#### STATED EXERCISE:
Write out all of the rows below again, line by line, without changing anything.

--- START OF RECORDS SUPPLIED ---

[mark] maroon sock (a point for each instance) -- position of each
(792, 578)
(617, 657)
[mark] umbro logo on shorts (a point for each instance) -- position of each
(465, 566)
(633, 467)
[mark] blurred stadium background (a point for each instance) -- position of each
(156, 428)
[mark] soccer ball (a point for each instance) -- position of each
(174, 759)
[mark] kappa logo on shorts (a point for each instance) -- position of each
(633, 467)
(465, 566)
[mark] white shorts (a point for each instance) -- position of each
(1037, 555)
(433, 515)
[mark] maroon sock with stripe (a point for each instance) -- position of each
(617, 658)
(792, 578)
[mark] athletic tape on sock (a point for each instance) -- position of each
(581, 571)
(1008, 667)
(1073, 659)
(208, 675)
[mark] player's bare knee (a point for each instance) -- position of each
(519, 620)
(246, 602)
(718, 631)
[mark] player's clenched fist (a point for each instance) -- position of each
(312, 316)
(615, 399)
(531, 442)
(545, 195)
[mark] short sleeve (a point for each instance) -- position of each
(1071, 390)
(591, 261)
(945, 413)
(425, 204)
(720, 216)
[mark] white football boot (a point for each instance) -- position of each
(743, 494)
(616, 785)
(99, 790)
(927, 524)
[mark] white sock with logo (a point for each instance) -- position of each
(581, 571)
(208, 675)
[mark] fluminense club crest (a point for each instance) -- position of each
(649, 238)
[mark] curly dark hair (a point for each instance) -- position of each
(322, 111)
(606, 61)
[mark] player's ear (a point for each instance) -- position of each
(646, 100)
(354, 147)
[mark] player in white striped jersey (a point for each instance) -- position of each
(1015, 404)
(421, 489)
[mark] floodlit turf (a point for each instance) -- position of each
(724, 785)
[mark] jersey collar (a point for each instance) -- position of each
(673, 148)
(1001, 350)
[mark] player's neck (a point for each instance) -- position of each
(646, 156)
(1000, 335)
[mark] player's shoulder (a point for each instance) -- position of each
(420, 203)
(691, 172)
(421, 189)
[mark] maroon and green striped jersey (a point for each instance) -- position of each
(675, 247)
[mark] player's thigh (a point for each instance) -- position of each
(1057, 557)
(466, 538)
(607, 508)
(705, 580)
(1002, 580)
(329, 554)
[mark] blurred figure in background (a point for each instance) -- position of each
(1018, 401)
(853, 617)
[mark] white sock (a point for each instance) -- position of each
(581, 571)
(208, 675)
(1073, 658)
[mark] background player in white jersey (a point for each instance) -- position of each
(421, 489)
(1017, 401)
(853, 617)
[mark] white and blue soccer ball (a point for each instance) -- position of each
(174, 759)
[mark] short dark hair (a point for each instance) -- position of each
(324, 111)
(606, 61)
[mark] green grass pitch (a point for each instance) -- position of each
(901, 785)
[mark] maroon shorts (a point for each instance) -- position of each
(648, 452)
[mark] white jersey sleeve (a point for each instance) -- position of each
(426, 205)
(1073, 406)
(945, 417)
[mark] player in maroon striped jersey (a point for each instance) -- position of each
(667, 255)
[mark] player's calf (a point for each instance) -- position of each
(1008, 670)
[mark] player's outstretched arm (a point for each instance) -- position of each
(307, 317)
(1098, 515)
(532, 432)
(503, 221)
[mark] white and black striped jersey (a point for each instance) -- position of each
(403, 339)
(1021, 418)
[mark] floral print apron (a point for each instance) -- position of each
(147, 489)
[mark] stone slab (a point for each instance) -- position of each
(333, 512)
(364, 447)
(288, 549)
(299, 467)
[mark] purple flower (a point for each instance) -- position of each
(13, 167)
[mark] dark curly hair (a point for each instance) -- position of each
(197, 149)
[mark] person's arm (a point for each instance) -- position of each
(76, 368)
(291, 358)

--- END OF RECORDS SUPPLIED ---

#### SOLUTION:
[mark] maroon sock (a point for each instance) -- position of each
(792, 578)
(617, 657)
[mark] umbro logo on shorts (a point for each instance) -- position of each
(465, 566)
(633, 467)
[mark] blurred stadium background (a point for each instance) -- position of each
(156, 428)
[mark] soccer ball (a point for each instance) -- position of each
(174, 759)
[mark] kappa logo on shorts (a point for each instance) -- position of each
(633, 467)
(465, 566)
[mark] white shorts (a point for each instance) -- position of each
(1037, 555)
(433, 515)
[mark] maroon sock with stripe (a point for each instance) -- position of each
(617, 658)
(792, 578)
[mark] athletic tape on sock (a point for each instance) -- position of each
(581, 571)
(1008, 667)
(1073, 659)
(208, 675)
[mark] player's bare knee (a point for each instance) -- position of each
(519, 620)
(246, 602)
(718, 631)
[mark] player's clenched fist (a point for each instance) -- position of each
(312, 316)
(615, 399)
(531, 442)
(545, 195)
[mark] short sleeve (a point for each instance) -- position of each
(1071, 390)
(591, 261)
(945, 413)
(425, 204)
(720, 216)
[mark] white football boot (a point for each instance) -- position of each
(743, 494)
(616, 785)
(99, 790)
(927, 524)
[mark] white sock with logo (a point for each instance) -- position of each
(581, 571)
(208, 675)
[mark] fluminense club crest (a point for each instance) -- position of each
(649, 238)
[mark] curly dark hair (a point for each instance) -- position of each
(322, 111)
(606, 61)
[mark] player's ear (a point for each instance) -- position of each
(646, 100)
(354, 147)
[mark] player in white striped jersey (a point for each instance) -- position of each
(1015, 404)
(421, 489)
[mark] floodlit turf (a point for each instance) -- position of each
(724, 785)
[mark] jersey collar (a point for each instance) -- position of each
(673, 148)
(1001, 350)
[mark] player's neck (a point for each instance) -- position of each
(646, 156)
(1000, 335)
[mark] player's shoulder (a point for each instance) -- position of each
(420, 203)
(691, 172)
(421, 189)
[mark] maroon and green striped jersey (a point for each instance) -- position of each
(675, 247)
[mark] player's thigh (a point for each instance) -- position of each
(1057, 557)
(466, 538)
(607, 508)
(705, 580)
(1002, 580)
(329, 554)
[mark] blurred figure in background (a point for each instance) -- position of each
(1018, 401)
(853, 617)
[mark] white sock (a point for each instance) -- position of each
(581, 571)
(208, 675)
(1073, 658)
[mark] background player in white jersey (a point for each instance) -- position of each
(421, 489)
(1017, 401)
(853, 617)
[mark] white and blue soccer ball (a point for each instance) -- position of each
(174, 759)
[mark] short dark hair (a point for each instance) -- position of each
(324, 111)
(606, 61)
[mark] green grass pitch (a point for each instance) -- position of each
(901, 785)
[mark] maroon shorts (a point for each instance) -- position of each
(648, 452)
[mark] white jersey sleeve (a point for each instance) -- position of each
(426, 205)
(1073, 406)
(945, 417)
[mark] player in maroon striped jersey (a point for each instance) -- position of each
(667, 255)
[mark] player's calf (a point for each instance) -- position of each
(1008, 670)
[mark] player's outstretched arm (a point for each instance) -- position of each
(307, 317)
(1098, 515)
(532, 432)
(503, 221)
[mark] white and black striped jersey (a point for each instance) -- position of each
(403, 339)
(1021, 418)
[mark] floral print apron (a point for each instance) -- position of each
(147, 489)
[mark] stone slab (a point for each instance) -- position of each
(333, 512)
(364, 447)
(288, 549)
(299, 467)
[mark] purple flower (a point for each instance) -- position of each
(13, 167)
[mark] dark curly hair (a point for each instance) -- position of each
(197, 149)
[mark] person's arm (a point for each instance) -- position of each
(76, 368)
(291, 358)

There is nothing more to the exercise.